In , the authors describe the stochastic semi-supervised learning approach that was used in their submission to all six tasks in 20092010 Active Learning Challenge. The method was designed to tackle the binary classiﬁcation problem under the condition that the number of labeled data points is extremely small and the two classes are highly imbalanced. It starts with only one positive seed given by the contest organizer. They randomly picked additional unlabeled data points and treated them as “negative” seeds based on the fact that the positive label is rare across all datasets. A classiﬁer was trained using the “labeled” data points and then was used to predict the unlabeled dataset. They took the ﬁnal result to be the average of “n” stochastic iterations. Supervised learning was used as a large number of labels were purchased. Their approach was shown to work well in 5 out of 6 datasets, which ranked them 3rd in the contest.
A framework to address the imbalanced data problem using semisupervised learning is proposed in . Speciﬁcally, from a supervised problem, they created a semisupervised problem and then use a semi-supervised learning method to identify the most relevant instances to establish a well-deﬁned training set. They presented extensive experimental results, which demonstrate that the proposed framework significantly outperforms all other sampling algorithms in 67% of the cases across three diﬀerent classiﬁers and ranks second best for the remaining 33% of the cases.

Record excerpts:
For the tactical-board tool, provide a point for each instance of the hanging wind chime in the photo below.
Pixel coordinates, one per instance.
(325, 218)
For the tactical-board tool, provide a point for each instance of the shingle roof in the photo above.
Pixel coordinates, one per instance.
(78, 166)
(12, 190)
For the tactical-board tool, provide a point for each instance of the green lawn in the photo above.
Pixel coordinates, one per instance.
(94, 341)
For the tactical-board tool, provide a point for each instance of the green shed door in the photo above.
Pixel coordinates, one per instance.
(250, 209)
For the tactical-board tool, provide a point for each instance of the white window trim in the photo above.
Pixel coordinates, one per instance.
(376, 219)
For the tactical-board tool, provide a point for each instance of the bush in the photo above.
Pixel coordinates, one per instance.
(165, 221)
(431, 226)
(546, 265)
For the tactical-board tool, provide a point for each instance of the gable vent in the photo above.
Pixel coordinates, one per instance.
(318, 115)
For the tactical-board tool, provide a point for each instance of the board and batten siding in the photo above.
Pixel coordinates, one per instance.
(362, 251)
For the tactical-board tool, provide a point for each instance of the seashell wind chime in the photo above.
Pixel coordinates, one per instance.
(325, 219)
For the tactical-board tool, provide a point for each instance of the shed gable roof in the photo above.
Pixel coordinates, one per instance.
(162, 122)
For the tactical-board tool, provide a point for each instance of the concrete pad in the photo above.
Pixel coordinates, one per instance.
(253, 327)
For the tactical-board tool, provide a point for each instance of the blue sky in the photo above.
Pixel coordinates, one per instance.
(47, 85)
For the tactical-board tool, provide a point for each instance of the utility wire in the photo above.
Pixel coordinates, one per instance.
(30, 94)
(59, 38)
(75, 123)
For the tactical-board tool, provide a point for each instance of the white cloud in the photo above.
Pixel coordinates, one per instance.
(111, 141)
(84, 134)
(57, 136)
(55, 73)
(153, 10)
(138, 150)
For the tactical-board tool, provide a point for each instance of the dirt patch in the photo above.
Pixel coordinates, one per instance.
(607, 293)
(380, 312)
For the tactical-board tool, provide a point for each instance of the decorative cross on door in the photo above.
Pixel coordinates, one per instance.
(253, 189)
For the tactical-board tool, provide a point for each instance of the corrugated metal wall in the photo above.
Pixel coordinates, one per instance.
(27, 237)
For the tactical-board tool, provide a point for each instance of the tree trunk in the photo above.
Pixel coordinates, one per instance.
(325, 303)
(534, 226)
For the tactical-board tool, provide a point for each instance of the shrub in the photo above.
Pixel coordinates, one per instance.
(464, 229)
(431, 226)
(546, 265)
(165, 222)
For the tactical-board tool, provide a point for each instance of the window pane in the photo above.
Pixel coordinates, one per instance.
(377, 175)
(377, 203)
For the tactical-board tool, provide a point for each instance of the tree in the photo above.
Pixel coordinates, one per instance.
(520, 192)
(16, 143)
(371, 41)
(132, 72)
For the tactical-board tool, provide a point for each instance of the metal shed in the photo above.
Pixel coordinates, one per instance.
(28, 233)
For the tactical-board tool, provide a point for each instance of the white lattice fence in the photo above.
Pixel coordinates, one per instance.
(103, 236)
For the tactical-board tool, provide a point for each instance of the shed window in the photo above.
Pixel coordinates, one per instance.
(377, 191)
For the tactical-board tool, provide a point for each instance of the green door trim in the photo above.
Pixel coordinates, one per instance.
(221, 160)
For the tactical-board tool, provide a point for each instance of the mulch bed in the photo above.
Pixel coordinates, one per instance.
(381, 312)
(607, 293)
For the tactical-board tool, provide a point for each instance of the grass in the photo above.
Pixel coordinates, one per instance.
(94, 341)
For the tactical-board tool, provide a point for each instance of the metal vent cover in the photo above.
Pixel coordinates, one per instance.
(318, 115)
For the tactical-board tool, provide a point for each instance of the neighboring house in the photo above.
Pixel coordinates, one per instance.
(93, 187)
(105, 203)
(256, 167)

Work required:
Continue the passage on semi-supervised learning for imbalanced classification, starting after its last sentence. You can ignore the records.

Exercise output:
A combined co-training and random subspace generation technique is proposed in  for sentiment classiﬁcation problems. There are two main advantages of this dynamic strategy over the static strategy in generating random subspaces. First, the dynamic strategy makes the involved subspace classiﬁers quite different from each other even when the training data becomes similar after some iterations. Second, considering that the most helpful features (e.g., sentimental words) for sentiment classiﬁcation usually account for a small portion, it is possible that one random subspace might contain few useful features. When this happens in the static strategy, the corresponding subspace classiﬁer will perform badly in selecting correct samples from the unlabeled data. This makes semi-supervised learning fail. In comparison, the dynamic strategy can avoid this phenomenon.